<<<<

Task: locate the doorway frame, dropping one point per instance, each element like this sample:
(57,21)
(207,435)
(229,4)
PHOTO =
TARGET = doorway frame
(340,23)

>>>>

▶ [What is expected] Write out the entries above again, swapping "doorway frame" for "door frame" wherever it occurs and leaving everything else unchanged.

▶ [Answer]
Task: locate the door frame, dropping one point per instance, each element like this sample:
(57,21)
(207,435)
(229,4)
PHOTO =
TARGET = door frame
(340,23)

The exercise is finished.